▸ **Do this**: In the data that follows, find the line containing "Where can the snowy riverbank"; then quote that line and every line after it, exactly, through the last one.
--
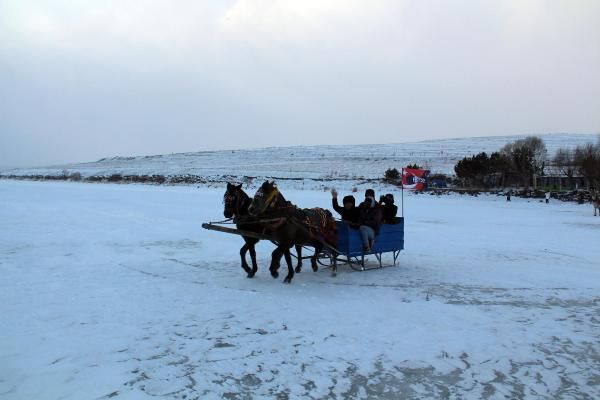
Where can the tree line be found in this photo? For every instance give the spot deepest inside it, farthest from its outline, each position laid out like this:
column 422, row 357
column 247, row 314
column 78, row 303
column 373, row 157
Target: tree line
column 518, row 162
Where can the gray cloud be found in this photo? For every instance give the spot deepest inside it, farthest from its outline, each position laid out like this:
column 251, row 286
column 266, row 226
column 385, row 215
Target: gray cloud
column 84, row 80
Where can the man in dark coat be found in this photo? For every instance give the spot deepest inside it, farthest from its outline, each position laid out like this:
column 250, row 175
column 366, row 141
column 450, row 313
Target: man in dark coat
column 349, row 212
column 370, row 222
column 389, row 210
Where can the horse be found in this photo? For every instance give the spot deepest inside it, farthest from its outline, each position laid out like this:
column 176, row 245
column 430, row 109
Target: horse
column 290, row 225
column 236, row 203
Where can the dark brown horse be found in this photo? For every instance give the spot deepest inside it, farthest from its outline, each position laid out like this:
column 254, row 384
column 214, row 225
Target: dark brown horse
column 290, row 225
column 236, row 203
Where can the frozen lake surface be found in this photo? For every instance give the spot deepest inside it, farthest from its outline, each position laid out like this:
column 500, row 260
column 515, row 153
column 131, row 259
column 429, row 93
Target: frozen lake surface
column 114, row 291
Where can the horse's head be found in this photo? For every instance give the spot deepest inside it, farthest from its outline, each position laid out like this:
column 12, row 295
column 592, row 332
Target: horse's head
column 265, row 196
column 232, row 199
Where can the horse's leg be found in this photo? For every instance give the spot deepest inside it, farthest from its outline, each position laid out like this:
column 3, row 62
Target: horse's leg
column 313, row 259
column 299, row 254
column 334, row 266
column 288, row 260
column 253, row 257
column 275, row 257
column 243, row 251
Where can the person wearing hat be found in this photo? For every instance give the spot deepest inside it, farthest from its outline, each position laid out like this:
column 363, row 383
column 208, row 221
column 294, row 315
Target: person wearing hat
column 349, row 212
column 369, row 221
column 389, row 209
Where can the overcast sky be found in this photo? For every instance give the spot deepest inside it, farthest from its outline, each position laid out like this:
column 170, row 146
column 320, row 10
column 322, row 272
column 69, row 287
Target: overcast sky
column 81, row 80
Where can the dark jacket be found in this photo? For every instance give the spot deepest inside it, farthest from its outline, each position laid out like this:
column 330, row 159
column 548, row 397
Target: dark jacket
column 389, row 212
column 371, row 217
column 350, row 215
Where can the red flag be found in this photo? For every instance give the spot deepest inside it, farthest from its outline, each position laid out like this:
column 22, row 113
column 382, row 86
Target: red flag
column 415, row 179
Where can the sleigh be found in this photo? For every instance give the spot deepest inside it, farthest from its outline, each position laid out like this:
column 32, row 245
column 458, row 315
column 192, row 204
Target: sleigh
column 349, row 248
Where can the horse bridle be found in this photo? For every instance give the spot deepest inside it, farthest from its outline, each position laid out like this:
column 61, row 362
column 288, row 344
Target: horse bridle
column 272, row 196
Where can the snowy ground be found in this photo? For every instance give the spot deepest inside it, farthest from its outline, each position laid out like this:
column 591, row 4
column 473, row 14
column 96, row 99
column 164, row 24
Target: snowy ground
column 114, row 291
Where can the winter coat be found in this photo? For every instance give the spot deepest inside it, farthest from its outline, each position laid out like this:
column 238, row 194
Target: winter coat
column 350, row 215
column 389, row 212
column 371, row 217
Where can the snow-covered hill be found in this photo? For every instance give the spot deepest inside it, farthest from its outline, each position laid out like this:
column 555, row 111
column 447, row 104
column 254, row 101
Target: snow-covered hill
column 305, row 163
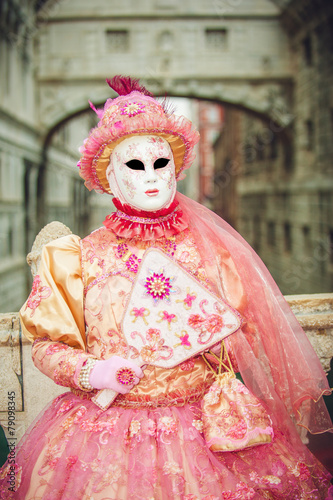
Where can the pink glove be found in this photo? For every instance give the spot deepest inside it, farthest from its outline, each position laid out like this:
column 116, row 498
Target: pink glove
column 108, row 374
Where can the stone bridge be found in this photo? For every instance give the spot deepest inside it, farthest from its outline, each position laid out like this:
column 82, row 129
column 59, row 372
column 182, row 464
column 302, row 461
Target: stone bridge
column 231, row 51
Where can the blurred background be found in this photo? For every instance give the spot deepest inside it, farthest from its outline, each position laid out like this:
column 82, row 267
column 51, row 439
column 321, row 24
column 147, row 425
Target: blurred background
column 255, row 76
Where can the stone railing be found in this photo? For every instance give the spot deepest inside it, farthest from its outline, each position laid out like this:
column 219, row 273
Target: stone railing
column 31, row 390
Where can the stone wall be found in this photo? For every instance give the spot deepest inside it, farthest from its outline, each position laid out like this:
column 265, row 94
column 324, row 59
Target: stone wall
column 33, row 391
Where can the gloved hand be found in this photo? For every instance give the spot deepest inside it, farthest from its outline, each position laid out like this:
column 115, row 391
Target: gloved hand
column 108, row 374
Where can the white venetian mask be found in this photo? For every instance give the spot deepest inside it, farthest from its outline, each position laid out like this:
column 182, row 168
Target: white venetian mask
column 142, row 172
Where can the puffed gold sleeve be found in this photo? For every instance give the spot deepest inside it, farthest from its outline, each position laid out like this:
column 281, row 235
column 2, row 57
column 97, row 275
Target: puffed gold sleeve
column 53, row 315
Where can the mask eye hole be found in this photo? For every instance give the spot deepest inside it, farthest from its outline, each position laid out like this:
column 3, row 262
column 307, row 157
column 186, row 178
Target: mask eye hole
column 161, row 163
column 135, row 165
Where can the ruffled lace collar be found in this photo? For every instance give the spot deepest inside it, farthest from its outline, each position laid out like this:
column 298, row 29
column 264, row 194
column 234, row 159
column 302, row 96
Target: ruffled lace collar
column 128, row 222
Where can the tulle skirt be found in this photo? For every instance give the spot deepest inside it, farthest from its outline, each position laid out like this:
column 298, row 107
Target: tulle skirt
column 76, row 452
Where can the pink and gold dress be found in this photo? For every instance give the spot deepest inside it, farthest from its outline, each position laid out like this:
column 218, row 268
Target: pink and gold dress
column 149, row 444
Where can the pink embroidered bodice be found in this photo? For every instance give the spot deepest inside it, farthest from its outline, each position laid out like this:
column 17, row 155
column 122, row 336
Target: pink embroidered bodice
column 91, row 279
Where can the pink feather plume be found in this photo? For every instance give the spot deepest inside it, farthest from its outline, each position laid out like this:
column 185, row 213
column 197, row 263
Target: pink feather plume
column 124, row 85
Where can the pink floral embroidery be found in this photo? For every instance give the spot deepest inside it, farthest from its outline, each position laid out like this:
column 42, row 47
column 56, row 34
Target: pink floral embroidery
column 52, row 349
column 134, row 428
column 189, row 299
column 132, row 109
column 165, row 316
column 71, row 461
column 198, row 424
column 156, row 348
column 184, row 340
column 211, row 323
column 140, row 313
column 65, row 406
column 38, row 293
column 168, row 425
column 243, row 492
column 151, row 427
column 158, row 286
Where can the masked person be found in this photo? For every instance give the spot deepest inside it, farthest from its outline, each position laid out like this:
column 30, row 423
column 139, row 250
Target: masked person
column 155, row 440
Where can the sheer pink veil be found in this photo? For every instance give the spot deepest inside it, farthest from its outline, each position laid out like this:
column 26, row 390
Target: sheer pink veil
column 274, row 355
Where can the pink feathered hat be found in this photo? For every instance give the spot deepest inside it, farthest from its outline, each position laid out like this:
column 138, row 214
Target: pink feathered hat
column 133, row 112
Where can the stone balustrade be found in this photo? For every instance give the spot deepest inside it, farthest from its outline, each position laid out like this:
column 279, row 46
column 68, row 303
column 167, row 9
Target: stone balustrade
column 32, row 391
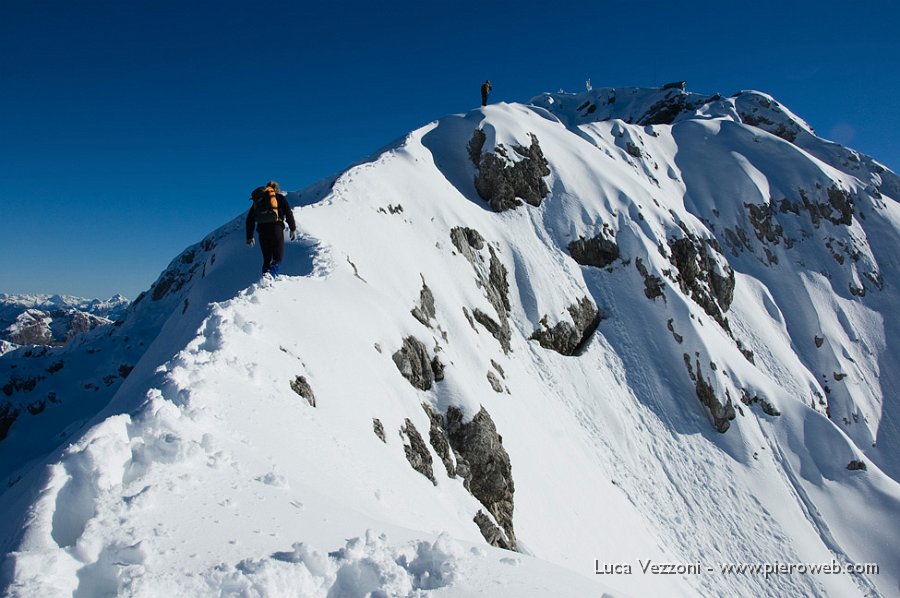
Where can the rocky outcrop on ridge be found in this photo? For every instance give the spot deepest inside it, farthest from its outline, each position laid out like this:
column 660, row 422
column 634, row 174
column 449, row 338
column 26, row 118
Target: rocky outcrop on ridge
column 508, row 176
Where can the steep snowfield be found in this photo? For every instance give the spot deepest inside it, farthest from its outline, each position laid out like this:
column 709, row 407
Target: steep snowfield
column 213, row 470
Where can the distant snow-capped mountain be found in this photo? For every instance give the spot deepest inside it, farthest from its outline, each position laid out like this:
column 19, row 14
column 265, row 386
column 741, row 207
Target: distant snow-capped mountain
column 555, row 348
column 54, row 319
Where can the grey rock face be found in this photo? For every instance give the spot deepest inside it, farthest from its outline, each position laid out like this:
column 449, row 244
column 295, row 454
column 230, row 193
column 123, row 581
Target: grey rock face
column 568, row 338
column 8, row 415
column 504, row 182
column 378, row 428
column 437, row 436
column 766, row 406
column 467, row 241
column 597, row 251
column 484, row 464
column 425, row 310
column 653, row 285
column 416, row 450
column 300, row 386
column 413, row 362
column 711, row 287
column 491, row 532
column 494, row 381
column 493, row 280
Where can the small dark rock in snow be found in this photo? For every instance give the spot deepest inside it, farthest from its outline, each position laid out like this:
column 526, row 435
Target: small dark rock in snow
column 417, row 451
column 856, row 465
column 413, row 362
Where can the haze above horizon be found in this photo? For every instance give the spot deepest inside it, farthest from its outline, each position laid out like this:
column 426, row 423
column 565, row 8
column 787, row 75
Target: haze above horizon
column 131, row 130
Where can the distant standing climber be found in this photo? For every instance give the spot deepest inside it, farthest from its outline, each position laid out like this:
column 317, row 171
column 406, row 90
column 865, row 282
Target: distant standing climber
column 485, row 90
column 268, row 213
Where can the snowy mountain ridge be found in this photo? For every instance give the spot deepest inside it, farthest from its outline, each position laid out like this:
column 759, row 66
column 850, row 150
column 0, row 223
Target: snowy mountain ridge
column 655, row 329
column 54, row 319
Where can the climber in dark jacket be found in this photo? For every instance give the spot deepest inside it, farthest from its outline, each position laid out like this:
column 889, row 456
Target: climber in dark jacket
column 485, row 90
column 268, row 214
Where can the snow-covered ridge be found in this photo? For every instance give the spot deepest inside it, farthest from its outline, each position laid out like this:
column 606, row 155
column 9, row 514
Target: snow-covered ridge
column 594, row 339
column 54, row 319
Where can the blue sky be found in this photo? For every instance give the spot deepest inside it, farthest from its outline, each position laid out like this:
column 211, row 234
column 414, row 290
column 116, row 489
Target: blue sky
column 130, row 129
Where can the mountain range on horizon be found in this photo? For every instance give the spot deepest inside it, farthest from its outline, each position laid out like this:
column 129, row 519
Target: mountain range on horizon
column 524, row 351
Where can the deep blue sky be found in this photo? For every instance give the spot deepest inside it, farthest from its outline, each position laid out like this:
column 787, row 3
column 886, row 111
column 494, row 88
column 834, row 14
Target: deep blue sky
column 131, row 128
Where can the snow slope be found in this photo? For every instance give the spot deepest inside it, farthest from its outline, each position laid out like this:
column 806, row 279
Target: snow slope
column 286, row 438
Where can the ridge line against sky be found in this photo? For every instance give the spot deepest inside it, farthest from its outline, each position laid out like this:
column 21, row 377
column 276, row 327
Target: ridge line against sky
column 132, row 129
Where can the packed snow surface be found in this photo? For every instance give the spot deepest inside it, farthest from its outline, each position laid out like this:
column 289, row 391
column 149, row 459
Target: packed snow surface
column 247, row 437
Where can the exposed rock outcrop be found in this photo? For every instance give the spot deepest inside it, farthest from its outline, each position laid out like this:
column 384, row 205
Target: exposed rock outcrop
column 437, row 436
column 653, row 285
column 300, row 386
column 766, row 406
column 568, row 338
column 504, row 180
column 704, row 275
column 8, row 415
column 484, row 465
column 414, row 364
column 424, row 312
column 721, row 413
column 492, row 279
column 597, row 251
column 378, row 428
column 416, row 450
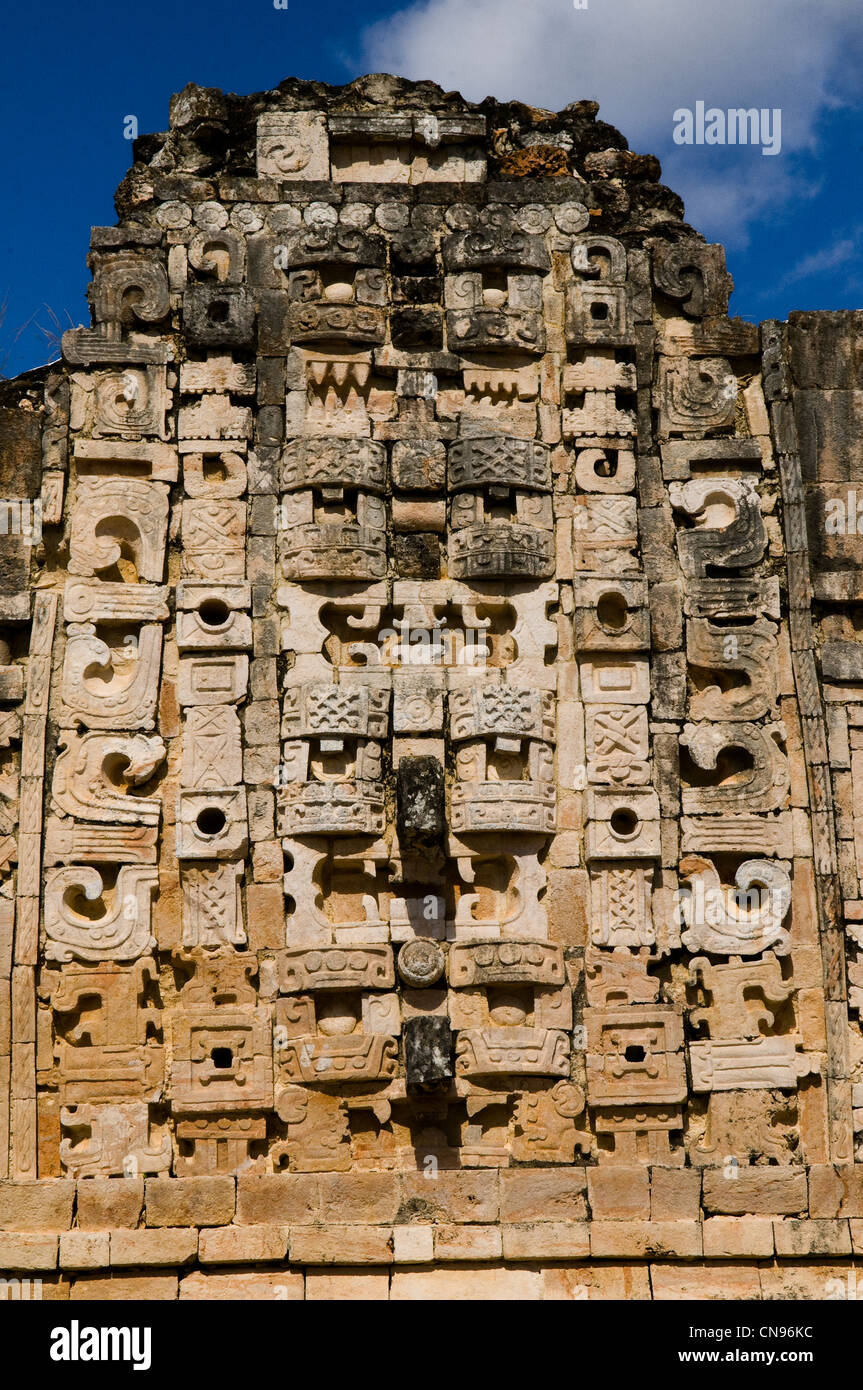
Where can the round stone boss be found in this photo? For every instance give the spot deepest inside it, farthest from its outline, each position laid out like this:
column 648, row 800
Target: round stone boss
column 420, row 962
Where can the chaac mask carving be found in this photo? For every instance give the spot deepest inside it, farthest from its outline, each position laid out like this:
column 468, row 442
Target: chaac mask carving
column 423, row 677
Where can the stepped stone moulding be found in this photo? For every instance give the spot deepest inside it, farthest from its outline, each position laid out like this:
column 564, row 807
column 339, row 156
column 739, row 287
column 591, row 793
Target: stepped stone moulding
column 432, row 716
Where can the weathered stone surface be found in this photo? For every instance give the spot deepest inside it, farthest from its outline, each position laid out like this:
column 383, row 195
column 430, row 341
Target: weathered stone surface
column 431, row 862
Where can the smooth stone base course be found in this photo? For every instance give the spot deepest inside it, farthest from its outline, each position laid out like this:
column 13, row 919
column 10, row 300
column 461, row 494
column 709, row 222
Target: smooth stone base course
column 621, row 1280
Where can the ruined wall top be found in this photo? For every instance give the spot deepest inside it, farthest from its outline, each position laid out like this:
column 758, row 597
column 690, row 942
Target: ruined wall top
column 432, row 705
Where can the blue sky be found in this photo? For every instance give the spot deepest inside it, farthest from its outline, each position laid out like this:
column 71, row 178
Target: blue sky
column 792, row 224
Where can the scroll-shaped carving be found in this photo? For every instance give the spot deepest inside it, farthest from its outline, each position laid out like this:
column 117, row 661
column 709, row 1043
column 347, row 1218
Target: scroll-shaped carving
column 127, row 287
column 116, row 521
column 104, row 687
column 751, row 770
column 733, row 1009
column 696, row 394
column 95, row 772
column 738, row 922
column 74, row 931
column 335, row 246
column 748, row 649
column 292, row 145
column 599, row 259
column 544, row 1129
column 695, row 274
column 111, row 1141
column 728, row 530
column 220, row 253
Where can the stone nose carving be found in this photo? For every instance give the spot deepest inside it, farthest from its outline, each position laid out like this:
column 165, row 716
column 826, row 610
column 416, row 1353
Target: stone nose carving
column 95, row 774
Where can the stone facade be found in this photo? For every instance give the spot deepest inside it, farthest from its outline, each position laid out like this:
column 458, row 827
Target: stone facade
column 432, row 701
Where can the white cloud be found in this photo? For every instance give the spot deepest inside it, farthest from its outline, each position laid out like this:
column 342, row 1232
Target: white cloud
column 641, row 60
column 831, row 257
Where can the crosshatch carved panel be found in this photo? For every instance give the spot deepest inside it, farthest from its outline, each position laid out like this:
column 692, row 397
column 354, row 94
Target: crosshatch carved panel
column 432, row 715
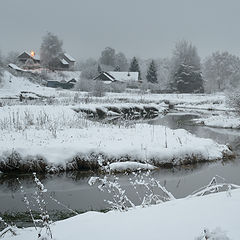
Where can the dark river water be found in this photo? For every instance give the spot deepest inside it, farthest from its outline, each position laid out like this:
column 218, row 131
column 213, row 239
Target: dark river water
column 73, row 190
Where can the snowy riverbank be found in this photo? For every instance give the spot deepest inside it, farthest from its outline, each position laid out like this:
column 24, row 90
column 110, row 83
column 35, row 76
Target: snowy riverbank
column 177, row 219
column 53, row 138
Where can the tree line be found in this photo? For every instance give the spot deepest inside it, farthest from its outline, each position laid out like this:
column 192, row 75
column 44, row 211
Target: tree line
column 183, row 72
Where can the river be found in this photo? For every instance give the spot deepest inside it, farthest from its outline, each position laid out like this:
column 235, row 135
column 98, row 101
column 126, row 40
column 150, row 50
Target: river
column 73, row 190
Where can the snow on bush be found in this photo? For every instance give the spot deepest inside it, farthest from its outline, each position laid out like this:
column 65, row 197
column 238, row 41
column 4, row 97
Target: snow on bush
column 56, row 137
column 216, row 234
--
▸ **Solved problem**:
Where can the snowy riverbank be found in this photo? For every instance give the spot deepest inside it, farthest from its outline, each position laid out like this:
column 24, row 90
column 110, row 83
column 35, row 76
Target: snowy riverbank
column 177, row 219
column 53, row 138
Where can the tree line be found in this photo? For every instance give the spot deepest inside it, farthest from its outline, each position laid out like this:
column 192, row 75
column 44, row 211
Target: tree line
column 183, row 72
Where can the river be found in this photo? For every instance give the spot deepest inside it, farthest from its outline, each position laid out like this:
column 235, row 135
column 98, row 101
column 126, row 40
column 150, row 50
Target: river
column 73, row 190
Where can the snow on bush be found in this photo? For every instance give the spot deepest inside it, farthest from its outline, each position laid out like this:
column 65, row 197
column 238, row 41
column 4, row 97
Target: snow on bush
column 56, row 137
column 216, row 234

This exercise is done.